→ **DATA FOR THIS TASK**
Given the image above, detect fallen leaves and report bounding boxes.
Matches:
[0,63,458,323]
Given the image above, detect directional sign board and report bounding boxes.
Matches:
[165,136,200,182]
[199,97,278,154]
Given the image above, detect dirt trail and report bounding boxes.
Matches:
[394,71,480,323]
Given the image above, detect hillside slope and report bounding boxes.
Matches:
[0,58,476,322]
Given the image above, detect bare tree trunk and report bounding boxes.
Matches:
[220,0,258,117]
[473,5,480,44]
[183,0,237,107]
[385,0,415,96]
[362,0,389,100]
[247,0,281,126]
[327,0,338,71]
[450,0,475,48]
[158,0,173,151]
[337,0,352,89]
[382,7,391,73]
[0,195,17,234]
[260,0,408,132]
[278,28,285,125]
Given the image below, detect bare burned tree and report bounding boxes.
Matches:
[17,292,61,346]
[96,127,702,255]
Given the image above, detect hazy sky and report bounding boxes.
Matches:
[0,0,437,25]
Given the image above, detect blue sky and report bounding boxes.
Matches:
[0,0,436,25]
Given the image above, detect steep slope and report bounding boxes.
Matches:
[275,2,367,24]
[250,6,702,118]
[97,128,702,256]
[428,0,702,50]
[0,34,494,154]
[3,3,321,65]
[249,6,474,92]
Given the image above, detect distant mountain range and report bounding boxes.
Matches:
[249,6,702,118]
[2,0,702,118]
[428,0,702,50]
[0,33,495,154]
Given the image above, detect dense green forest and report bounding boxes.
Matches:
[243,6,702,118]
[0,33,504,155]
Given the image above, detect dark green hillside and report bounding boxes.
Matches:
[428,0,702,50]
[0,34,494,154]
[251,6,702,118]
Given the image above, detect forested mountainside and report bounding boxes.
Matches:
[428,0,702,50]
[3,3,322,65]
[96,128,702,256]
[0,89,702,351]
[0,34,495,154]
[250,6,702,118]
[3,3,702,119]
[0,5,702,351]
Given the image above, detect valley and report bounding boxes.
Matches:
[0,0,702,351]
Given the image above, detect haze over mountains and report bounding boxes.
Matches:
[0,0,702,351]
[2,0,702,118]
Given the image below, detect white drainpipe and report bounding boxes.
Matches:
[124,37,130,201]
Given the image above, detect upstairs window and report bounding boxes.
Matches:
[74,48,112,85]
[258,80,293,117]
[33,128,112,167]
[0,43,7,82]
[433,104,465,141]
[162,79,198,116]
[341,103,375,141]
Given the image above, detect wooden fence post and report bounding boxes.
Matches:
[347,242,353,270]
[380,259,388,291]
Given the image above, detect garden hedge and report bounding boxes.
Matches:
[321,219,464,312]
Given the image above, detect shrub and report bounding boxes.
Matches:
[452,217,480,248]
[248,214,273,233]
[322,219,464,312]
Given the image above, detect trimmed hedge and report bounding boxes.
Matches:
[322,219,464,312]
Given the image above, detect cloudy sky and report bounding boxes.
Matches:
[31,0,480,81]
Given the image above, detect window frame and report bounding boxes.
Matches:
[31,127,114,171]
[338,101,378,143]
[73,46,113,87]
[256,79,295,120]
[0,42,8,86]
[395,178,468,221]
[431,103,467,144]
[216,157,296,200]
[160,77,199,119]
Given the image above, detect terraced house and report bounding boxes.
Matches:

→ **INSTRUCTIONS TO FOLLOW**
Rewrite the records above as a JSON list of strings with one string per line, leaving out any blank lines.

→ **EXERCISE ANSWER**
[
  "Given the image above, detect fallen leaves and report bounding boxes.",
  "Matches:",
  "[0,63,458,323]",
  "Given the image above, detect directional sign board and report bounding boxes.",
  "Matches:",
  "[165,136,200,182]",
  "[199,97,278,154]",
  "Given the image above, detect dirt trail and report bounding boxes.",
  "Matches:",
  "[394,71,480,323]",
  "Given the image above, detect hillside slope and report bounding boxes.",
  "Matches:",
  "[0,58,476,322]",
  "Given the image above, detect bare tree trunk and report bounding boxes.",
  "Matches:",
  "[220,0,258,117]",
  "[473,5,480,44]",
  "[183,0,237,107]",
  "[385,0,415,96]",
  "[362,0,389,100]",
  "[247,0,281,126]",
  "[327,0,338,71]",
  "[450,0,475,48]",
  "[158,0,173,151]",
  "[337,0,352,89]",
  "[382,7,391,73]",
  "[0,195,17,234]",
  "[260,0,408,132]",
  "[278,28,285,125]",
  "Given the image below, detect bare burned tree and report bounding boxes.",
  "Matches:",
  "[17,292,61,346]",
  "[96,127,702,255]",
  "Given the image above, detect hazy sky and report bounding boxes.",
  "Matches:",
  "[0,0,437,25]",
  "Given the image above, detect blue sky and report bounding boxes.",
  "Matches:",
  "[0,0,436,25]",
  "Given the image above, detect steep slope and report bounding boxes.",
  "Matches:",
  "[275,2,367,24]",
  "[250,6,702,118]",
  "[97,128,702,256]",
  "[428,0,702,50]",
  "[0,34,494,154]",
  "[3,3,321,65]",
  "[249,6,474,92]",
  "Given the image above, detect distant mountain range and report bounding boxes.",
  "Matches:",
  "[249,6,702,118]",
  "[2,0,702,118]",
  "[428,0,702,50]",
  "[0,33,495,154]",
  "Given the image above, detect dense green forest and report bounding boxes.",
  "Matches:",
  "[243,6,702,118]",
  "[0,33,504,155]",
  "Given the image above, detect dark green hillside and report bounding boxes.",
  "Matches:",
  "[428,0,702,50]",
  "[0,34,494,154]",
  "[251,6,702,118]",
  "Given the image above, detect forested mountainside and report bounding boxes.",
  "Matches:",
  "[428,0,702,50]",
  "[3,3,322,65]",
  "[96,128,702,256]",
  "[0,89,702,351]",
  "[0,34,495,154]",
  "[250,6,702,118]",
  "[3,3,702,119]",
  "[0,5,702,351]",
  "Given the image above, detect valley and report bounding boxes.",
  "Matches:",
  "[0,0,702,351]",
  "Given the image above, detect haze over mountains and report bounding boxes.",
  "Matches:",
  "[0,0,702,351]",
  "[2,0,702,118]",
  "Given the image below, detect white drainpipe and report bounding boxes.",
  "Matches:",
  "[124,37,130,201]",
  "Given the image above, detect upstairs window and report bounding boxes.",
  "Matches:",
  "[74,48,112,85]",
  "[258,80,293,117]",
  "[33,128,112,167]",
  "[0,43,7,82]",
  "[433,104,465,141]",
  "[162,79,198,116]",
  "[341,103,375,141]",
  "Given the image above, detect wooden fence post and report bounding boxes.",
  "Matches:",
  "[347,242,353,270]",
  "[380,259,388,291]",
  "Given the image above, detect garden hedge and report bounding boxes.",
  "Matches:",
  "[321,219,464,312]",
  "Given the image above, detect shrub and report bounding boxes.",
  "Matches:",
  "[452,217,480,248]",
  "[248,214,273,233]",
  "[322,219,464,312]",
  "Given the image above, detect trimmed hedge and report bounding boxes.",
  "Matches:",
  "[322,219,464,312]",
  "Given the image above, detect cloudy sky and report bounding boxes.",
  "Matches:",
  "[31,0,480,81]",
  "Given the image above, detect window frame and report bounding boxes.",
  "Matches:",
  "[31,127,114,171]",
  "[338,101,378,143]",
  "[73,46,113,87]",
  "[256,79,295,120]",
  "[0,42,8,86]",
  "[395,178,468,221]",
  "[431,103,467,144]",
  "[216,157,296,200]",
  "[160,77,199,119]",
  "Given the image above, detect terraced house and report bounding boxes.",
  "Matches:"
]